_What is expected_: State how many lines in the records below include the word "raised". Give nothing but that number.

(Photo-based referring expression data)
• • • • •
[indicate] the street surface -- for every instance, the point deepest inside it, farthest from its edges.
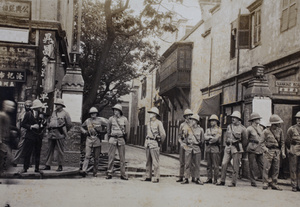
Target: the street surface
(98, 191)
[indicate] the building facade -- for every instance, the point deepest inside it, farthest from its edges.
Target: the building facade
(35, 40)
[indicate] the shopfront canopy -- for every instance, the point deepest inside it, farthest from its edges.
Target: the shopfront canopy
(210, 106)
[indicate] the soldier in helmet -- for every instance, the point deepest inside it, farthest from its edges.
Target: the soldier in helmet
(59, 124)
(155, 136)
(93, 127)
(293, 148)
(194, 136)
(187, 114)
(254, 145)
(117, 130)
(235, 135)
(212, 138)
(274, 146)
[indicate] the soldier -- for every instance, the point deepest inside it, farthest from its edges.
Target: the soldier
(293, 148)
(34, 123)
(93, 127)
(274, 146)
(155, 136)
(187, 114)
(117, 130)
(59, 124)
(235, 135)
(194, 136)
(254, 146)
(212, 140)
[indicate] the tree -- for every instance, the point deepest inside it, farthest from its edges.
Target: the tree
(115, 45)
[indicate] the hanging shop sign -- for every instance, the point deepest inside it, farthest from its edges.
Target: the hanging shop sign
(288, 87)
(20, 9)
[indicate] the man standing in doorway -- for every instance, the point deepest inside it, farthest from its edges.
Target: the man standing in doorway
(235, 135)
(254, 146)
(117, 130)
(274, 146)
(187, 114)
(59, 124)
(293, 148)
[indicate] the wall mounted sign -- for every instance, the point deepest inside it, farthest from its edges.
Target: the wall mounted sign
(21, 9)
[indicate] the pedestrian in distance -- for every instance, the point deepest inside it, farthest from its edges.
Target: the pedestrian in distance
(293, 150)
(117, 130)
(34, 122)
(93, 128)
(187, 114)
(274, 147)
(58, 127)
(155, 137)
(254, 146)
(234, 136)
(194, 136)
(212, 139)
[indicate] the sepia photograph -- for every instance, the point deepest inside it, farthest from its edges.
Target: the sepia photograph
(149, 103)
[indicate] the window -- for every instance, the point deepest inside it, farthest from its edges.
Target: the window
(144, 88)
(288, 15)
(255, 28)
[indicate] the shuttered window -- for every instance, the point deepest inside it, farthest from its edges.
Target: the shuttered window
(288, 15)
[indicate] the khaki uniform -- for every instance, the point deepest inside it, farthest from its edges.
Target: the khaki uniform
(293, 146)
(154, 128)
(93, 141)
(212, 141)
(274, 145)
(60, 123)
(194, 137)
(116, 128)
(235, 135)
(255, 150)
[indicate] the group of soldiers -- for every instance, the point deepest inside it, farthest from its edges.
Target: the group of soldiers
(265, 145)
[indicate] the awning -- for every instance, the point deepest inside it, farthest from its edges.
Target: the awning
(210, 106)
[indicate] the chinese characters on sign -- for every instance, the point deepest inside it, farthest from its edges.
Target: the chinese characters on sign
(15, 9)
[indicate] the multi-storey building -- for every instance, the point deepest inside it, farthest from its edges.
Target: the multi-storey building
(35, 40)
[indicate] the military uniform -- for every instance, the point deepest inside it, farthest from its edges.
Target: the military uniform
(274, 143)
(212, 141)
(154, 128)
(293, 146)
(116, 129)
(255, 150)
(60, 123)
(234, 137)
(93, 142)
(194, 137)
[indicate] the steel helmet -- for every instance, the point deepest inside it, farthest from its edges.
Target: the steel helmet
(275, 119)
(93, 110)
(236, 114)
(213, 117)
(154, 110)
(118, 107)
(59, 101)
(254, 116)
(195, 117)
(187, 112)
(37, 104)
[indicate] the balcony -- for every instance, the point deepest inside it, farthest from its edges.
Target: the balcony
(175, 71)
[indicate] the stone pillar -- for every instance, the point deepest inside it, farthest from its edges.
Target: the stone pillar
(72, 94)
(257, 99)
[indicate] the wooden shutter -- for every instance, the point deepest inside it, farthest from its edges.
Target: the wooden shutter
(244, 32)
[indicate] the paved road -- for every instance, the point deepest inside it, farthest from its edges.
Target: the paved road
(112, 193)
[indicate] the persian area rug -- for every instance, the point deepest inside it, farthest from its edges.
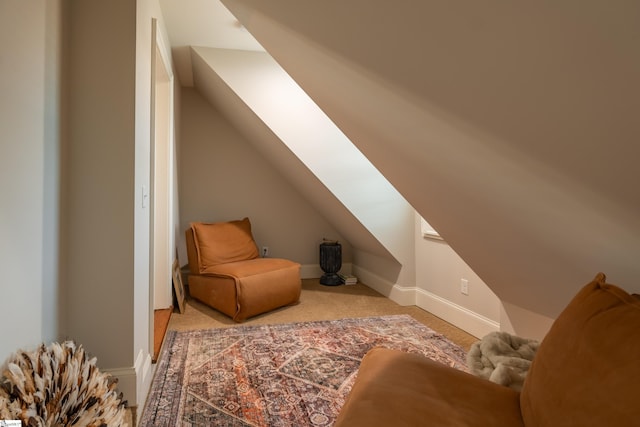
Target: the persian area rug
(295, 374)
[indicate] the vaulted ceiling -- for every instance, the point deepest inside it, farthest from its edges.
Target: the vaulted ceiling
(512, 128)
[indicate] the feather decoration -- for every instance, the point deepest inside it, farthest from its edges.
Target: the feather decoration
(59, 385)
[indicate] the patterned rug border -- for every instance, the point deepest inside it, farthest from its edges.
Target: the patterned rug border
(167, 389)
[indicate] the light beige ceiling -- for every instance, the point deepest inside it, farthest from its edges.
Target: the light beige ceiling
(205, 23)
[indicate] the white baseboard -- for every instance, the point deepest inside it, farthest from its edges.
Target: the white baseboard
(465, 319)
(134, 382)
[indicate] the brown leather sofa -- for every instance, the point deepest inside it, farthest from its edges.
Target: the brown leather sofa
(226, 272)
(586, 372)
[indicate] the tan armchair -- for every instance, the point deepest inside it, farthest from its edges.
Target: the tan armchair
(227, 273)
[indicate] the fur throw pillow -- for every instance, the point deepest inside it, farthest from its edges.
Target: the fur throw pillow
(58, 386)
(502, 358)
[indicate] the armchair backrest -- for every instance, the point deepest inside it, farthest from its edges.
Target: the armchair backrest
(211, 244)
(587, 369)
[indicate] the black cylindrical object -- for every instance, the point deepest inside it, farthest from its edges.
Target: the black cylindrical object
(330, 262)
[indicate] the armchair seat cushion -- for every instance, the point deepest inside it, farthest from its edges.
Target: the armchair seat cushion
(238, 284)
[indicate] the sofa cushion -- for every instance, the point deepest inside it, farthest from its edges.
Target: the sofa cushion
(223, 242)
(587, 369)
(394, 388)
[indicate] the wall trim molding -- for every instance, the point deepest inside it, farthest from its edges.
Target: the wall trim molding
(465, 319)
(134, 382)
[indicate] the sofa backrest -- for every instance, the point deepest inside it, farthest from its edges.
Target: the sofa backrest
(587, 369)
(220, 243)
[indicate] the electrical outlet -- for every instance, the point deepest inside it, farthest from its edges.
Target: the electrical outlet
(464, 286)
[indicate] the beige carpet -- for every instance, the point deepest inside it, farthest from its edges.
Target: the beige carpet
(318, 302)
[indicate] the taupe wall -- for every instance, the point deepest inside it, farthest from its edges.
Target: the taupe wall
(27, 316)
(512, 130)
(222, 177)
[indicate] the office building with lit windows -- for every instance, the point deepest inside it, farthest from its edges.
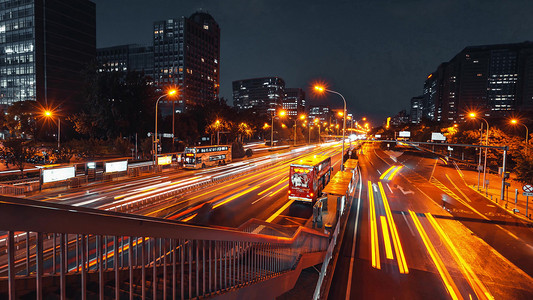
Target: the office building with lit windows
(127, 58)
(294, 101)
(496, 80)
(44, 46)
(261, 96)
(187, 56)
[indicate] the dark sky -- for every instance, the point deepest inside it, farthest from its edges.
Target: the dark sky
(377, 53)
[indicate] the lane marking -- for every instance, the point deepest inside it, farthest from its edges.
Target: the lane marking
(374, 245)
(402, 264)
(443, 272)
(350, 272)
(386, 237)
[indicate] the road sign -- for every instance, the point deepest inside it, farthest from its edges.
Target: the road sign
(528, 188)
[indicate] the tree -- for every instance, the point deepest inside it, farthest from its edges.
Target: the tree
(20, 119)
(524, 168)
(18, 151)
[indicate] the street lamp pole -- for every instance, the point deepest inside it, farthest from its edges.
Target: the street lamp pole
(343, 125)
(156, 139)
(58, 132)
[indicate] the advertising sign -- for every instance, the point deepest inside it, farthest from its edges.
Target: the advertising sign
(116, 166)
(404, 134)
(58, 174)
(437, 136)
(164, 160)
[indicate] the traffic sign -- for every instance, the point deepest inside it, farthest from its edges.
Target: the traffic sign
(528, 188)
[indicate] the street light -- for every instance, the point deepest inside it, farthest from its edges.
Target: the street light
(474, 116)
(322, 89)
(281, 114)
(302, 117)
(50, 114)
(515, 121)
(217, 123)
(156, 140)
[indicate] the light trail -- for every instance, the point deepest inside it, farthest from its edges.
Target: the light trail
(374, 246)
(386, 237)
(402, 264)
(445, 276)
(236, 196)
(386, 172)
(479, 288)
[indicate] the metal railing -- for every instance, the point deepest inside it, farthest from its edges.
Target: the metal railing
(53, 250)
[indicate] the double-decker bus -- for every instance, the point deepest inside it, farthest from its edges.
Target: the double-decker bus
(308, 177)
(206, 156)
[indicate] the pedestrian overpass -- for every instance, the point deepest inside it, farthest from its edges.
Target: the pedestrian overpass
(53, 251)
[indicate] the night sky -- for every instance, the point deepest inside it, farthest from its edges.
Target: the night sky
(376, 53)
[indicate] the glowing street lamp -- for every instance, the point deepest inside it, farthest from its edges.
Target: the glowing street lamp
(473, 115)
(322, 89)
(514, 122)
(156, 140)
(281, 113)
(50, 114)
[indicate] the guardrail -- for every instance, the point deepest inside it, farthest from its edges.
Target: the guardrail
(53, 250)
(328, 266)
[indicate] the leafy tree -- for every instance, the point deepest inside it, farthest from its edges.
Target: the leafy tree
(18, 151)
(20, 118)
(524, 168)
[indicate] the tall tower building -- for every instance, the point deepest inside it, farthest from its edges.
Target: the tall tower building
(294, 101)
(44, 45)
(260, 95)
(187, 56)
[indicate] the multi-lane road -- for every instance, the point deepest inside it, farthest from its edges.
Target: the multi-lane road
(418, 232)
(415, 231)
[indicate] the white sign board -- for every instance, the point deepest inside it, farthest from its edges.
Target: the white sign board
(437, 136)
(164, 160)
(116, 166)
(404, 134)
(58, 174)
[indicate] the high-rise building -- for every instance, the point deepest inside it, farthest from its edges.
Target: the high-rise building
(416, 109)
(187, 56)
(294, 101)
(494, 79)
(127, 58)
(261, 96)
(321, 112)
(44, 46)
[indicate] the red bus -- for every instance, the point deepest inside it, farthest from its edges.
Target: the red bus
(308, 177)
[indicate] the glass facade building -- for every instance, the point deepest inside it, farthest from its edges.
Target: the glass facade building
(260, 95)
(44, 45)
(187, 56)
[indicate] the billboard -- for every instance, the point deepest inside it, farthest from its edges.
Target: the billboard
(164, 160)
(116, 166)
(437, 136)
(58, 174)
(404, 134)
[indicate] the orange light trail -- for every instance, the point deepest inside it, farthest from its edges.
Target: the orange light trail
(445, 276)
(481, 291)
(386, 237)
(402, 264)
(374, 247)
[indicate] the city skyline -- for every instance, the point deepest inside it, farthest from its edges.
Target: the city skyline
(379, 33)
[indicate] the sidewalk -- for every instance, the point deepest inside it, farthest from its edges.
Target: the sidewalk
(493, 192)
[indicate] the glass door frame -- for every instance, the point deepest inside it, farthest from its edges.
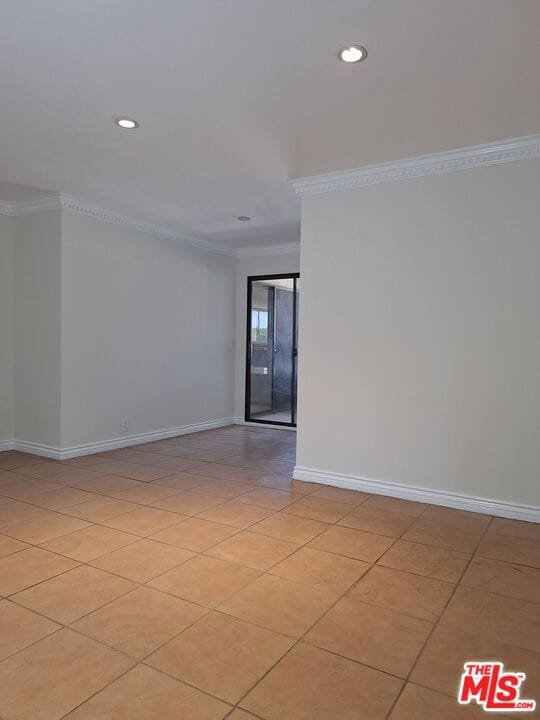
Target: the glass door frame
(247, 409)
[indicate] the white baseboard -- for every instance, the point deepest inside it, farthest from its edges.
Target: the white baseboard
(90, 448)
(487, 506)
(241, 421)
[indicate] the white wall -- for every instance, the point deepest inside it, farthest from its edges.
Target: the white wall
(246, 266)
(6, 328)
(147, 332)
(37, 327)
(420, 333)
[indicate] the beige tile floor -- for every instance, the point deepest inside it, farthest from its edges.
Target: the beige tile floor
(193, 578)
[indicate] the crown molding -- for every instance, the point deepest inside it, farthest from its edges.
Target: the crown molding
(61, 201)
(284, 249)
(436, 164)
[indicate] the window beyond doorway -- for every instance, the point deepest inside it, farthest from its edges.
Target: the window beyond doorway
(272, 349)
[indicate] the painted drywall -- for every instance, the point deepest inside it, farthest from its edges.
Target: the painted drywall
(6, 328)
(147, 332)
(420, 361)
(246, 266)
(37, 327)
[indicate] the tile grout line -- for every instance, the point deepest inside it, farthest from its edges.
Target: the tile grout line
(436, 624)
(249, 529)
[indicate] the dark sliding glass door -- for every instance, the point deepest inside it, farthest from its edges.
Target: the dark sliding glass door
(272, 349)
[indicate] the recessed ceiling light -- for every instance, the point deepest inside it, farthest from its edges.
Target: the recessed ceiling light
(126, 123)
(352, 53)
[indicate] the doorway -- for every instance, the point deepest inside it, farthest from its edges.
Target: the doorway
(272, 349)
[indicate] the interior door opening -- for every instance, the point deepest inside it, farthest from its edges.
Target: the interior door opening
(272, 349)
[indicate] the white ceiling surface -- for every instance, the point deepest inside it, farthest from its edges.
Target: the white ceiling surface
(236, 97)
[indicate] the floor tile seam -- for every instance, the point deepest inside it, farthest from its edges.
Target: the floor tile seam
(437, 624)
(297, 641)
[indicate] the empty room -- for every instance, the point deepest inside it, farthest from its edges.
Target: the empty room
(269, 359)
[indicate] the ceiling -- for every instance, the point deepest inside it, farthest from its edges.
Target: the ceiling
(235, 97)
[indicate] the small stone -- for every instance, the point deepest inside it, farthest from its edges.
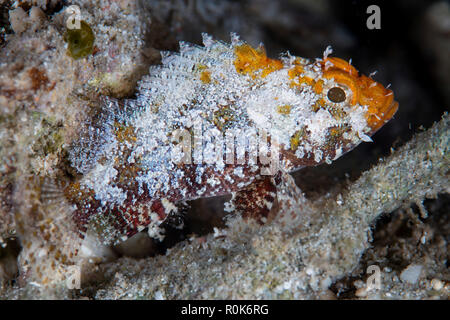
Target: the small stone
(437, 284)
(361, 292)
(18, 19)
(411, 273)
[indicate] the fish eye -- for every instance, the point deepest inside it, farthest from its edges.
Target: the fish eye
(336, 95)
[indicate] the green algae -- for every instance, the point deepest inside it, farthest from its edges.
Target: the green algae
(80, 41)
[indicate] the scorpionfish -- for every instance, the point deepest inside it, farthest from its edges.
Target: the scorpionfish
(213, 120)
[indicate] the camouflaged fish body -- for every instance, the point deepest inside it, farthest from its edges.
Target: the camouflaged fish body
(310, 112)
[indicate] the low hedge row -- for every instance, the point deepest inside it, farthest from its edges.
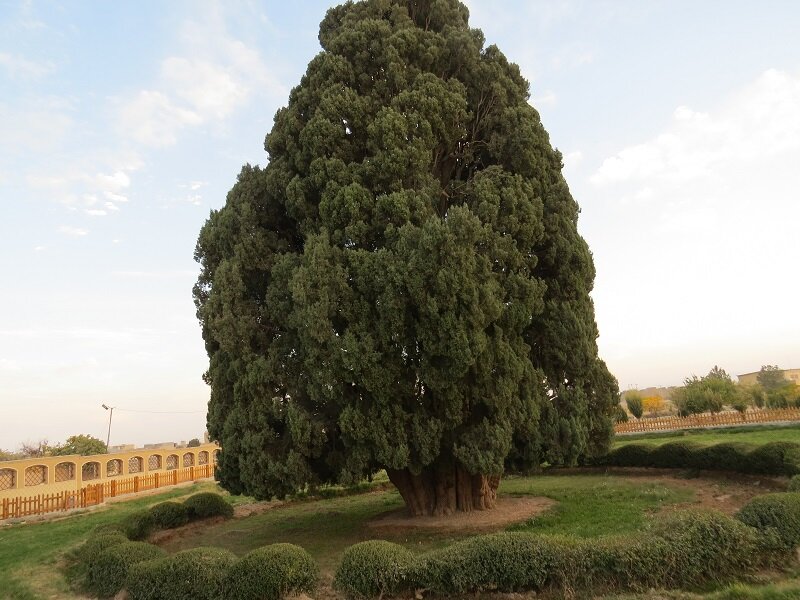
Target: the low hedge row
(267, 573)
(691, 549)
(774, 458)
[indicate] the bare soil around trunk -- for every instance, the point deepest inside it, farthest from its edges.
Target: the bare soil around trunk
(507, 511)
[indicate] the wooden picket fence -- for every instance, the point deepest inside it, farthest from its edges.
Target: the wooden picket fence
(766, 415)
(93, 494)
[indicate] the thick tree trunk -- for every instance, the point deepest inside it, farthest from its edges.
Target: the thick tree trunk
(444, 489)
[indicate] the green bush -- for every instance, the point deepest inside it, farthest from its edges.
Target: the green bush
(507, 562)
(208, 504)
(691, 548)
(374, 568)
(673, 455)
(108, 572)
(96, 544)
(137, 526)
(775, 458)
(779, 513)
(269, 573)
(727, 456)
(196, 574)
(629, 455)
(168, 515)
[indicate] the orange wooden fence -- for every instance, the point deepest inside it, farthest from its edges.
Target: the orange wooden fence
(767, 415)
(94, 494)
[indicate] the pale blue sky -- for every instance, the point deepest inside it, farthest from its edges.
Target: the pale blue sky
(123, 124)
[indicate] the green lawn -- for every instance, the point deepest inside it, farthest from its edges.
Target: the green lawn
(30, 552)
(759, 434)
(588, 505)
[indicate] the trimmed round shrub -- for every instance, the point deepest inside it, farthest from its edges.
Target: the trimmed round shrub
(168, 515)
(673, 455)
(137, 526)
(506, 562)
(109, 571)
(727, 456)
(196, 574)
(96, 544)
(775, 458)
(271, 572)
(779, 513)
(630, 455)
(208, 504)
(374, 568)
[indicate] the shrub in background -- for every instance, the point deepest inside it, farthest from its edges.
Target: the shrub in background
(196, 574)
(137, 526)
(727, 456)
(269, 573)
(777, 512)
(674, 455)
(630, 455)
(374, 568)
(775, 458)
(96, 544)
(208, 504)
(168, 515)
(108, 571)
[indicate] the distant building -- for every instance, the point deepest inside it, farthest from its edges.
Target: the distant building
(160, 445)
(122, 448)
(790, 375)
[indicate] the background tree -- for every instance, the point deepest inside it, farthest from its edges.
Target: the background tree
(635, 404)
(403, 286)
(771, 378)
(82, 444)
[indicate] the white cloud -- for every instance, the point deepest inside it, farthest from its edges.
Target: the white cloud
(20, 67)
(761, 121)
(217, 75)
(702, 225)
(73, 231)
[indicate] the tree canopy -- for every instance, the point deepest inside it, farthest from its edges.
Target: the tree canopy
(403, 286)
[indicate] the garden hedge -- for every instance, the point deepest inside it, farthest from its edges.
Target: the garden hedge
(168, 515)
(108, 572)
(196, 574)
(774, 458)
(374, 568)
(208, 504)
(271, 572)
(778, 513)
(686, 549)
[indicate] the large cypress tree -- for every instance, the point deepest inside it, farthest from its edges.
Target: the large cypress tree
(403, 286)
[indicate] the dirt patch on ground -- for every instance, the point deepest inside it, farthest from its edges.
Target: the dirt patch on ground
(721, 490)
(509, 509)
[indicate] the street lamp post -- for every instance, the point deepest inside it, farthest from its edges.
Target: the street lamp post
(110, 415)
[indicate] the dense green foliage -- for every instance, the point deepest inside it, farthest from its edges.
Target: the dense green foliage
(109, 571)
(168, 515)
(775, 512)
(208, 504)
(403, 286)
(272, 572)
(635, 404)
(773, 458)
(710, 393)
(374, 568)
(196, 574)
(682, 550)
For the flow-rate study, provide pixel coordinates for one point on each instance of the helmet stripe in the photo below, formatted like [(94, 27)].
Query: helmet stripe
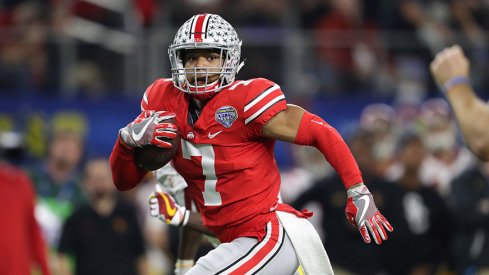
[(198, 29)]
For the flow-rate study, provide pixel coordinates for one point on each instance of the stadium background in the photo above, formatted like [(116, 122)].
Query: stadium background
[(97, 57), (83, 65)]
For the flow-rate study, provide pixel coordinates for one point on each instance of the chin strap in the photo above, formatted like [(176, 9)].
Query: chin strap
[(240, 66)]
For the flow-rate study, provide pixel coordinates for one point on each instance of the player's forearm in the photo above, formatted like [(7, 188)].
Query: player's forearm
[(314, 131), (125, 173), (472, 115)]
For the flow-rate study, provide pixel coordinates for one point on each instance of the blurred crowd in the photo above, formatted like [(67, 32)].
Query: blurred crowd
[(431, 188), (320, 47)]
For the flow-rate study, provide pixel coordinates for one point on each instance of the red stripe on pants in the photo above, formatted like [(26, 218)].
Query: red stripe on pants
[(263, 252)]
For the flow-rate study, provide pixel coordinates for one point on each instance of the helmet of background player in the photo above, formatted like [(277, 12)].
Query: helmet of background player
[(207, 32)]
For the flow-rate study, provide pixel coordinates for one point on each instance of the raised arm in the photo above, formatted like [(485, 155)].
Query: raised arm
• • • • •
_Expected answer_: 2